- SOURCE EXTRACT:

:::

简体   繁体   中英

How to retain pre-rename history while moving few files from one GIT repository to another?

Summary of question

I need to move few files from one repository to another, while keeping their history of changes. I already moved them in a source repository into a dedicated folder with git mv (per Greg Bauer's widely quoted post , which results in all pre-folder-move history not copied into the target repository when following Greg's script.

I have only master branch in each of the repositories involved.

In case of first source repository, original files used to reside in root folder before moving to the dedicated folder.

In case of a second source repository, (other) original files used to reside in a first-level folder which also stores many other files (which I don't need to move).

The target repository already has some other files and folders which I need to preserve, with its history of commits.

Finally, if everything is copied correctly to the destination repository, I need a clean way to delete (hide?) the original files from the source repositories.

Update 2019-03-25 12:00 UTC: Some more details on my situation, following torek's brilliant explanation :

  1. I was and am the only user of all three repositories in question (both source repositories and one target repository); each of the source repositories is used on a single workstation
  2. One source repository is hosted at GitHub; another at GitLab (as a private project). The target repository is hosted at GitLab, as a private project. There is no "multiple repositories storing the same commit" at this point, if I understand correctly what 'repository' specifically means.
  3. My local '.git' folders for these repositories are quite small; the biggest is only 12 MB on disk, 2.5K files. So performance don't seem to be a huge issue.
  4. What I am most interested in seeing in target repository is: (a) essential, diff "before vs after" of files in question; (b) important enough, timestamp of the original change; (c) nice to have, name of the original commiter (always myself)
  5. In future situations, I will need to migrate from a private repository (containing other private files) to a public repository which should not have any mention of those private files or theier contents. This is not a casr in my today's specific situation, however.

Something I considered--but failed to use "off the shelf":

I am not familiar with how GIT repository is structured, so 'git ls-files ... | grep ... INDEX_FILE ... git update-index ... 'git ls-files ... | grep ... INDEX_FILE ... git update-index ... from Stage 1, step 5 sounds like a magic for me.

From answer to another question , it's unclear whether it will help with individual files already moved into a dedicated folder (and/or whether it's safe to rollback the move prior to migration).

Also, how can I decide between not/using these steps :

git reflog expire --expire=now --all
git reset --hard
git gc --aggressive
git prune

I'm also struggling to compile a single script from a set of snippets in this post which also seems be somewhat relevant.

No answer is going to be completely satisfactory to everyone in every case. That's because you literally cannot copy file history from one Git repository to another, for the simple reason that Git does not have file history. You cannot remove a file from (existing) history for different, but related, reason. But what you can get may be good enough.

:::

- RECORDS PROVIDED:
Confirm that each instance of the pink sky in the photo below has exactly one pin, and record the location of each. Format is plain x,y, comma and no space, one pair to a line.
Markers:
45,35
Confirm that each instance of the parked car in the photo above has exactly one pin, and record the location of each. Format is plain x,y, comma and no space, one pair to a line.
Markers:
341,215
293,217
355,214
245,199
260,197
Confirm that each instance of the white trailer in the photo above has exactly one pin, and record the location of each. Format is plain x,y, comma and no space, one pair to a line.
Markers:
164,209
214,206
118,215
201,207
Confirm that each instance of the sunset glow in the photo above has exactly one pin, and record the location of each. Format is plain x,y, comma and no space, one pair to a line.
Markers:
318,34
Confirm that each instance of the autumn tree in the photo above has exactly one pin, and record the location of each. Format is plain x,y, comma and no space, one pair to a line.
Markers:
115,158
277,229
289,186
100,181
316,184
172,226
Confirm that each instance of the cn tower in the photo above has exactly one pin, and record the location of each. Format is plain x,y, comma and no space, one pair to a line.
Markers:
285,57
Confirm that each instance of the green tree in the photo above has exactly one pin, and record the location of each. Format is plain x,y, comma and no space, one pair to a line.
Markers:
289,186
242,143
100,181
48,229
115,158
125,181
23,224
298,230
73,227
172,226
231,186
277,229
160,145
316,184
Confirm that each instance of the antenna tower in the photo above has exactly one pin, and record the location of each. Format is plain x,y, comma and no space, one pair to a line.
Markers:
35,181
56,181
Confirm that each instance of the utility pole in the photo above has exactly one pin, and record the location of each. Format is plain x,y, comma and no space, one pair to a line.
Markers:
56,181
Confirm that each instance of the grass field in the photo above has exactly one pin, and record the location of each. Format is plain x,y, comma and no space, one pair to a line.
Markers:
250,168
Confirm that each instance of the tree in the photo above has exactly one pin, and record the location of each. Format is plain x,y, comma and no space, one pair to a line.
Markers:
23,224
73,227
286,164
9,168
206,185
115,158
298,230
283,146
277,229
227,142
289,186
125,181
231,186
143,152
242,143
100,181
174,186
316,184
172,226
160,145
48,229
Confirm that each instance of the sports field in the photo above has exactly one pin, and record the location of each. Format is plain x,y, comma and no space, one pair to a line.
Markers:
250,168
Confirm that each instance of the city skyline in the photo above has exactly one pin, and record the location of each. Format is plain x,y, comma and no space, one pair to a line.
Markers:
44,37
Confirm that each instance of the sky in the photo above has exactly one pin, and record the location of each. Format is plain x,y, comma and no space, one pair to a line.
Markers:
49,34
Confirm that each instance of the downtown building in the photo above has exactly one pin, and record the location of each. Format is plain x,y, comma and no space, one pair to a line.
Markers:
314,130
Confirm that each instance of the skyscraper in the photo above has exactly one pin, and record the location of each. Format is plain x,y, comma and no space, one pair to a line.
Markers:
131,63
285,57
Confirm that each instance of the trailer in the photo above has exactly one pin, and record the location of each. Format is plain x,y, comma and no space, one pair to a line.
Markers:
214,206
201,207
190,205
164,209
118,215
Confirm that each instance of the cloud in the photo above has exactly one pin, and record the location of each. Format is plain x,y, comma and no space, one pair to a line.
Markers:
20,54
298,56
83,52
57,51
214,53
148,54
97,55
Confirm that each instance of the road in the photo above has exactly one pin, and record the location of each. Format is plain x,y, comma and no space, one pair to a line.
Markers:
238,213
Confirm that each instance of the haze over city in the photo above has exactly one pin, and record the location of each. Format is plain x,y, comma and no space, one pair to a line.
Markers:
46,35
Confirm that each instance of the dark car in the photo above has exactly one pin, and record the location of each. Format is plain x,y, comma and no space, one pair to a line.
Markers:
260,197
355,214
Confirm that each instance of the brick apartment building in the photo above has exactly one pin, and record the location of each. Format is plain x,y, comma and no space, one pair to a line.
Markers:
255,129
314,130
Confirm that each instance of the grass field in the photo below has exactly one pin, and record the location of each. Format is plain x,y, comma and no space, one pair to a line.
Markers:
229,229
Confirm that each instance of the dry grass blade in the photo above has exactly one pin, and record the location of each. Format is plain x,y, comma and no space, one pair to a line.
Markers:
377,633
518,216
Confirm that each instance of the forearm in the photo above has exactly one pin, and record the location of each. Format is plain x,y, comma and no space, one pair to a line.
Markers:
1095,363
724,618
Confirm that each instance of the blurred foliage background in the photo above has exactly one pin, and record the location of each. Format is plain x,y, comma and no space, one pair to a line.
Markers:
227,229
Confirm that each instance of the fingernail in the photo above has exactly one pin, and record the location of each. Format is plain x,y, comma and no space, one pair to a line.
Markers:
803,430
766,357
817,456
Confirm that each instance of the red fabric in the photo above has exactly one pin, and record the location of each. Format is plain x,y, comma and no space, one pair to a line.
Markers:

:::

- SET TASK 1: Write out, word for word, the part of the Git question that opens with the words containing "From answer to" and closes with "be somewhat relevant.".
- SET TASK 2: Repeat the entries exactly, starting with the line that contains "field in the photo below" and ending with the last line of the entries, including both of those lines.

- WORKED SOLUTION 1:
From answer to another question , it's unclear whether it will help with individual files already moved into a dedicated folder (and/or whether it's safe to rollback the move prior to migration).

Also, how can I decide between not/using these steps :

git reflog expire --expire=now --all
git reset --hard
git gc --aggressive
git prune

I'm also struggling to compile a single script from a set of snippets in this post which also seems be somewhat relevant.

- WORKED SOLUTION 2:
Confirm that each instance of the grass field in the photo below has exactly one pin, and record the location of each. Format is plain x,y, comma and no space, one pair to a line.
Markers:
229,229
Confirm that each instance of the dry grass blade in the photo above has exactly one pin, and record the location of each. Format is plain x,y, comma and no space, one pair to a line.
Markers:
377,633
518,216
Confirm that each instance of the forearm in the photo above has exactly one pin, and record the location of each. Format is plain x,y, comma and no space, one pair to a line.
Markers:
1095,363
724,618
Confirm that each instance of the blurred foliage background in the photo above has exactly one pin, and record the location of each. Format is plain x,y, comma and no space, one pair to a line.
Markers:
227,229
Confirm that each instance of the fingernail in the photo above has exactly one pin, and record the location of each. Format is plain x,y, comma and no space, one pair to a line.
Markers:
803,430
766,357
817,456
Confirm that each instance of the red fabric in the photo above has exactly one pin, and record the location of each. Format is plain x,y, comma and no space, one pair to a line.
Markers:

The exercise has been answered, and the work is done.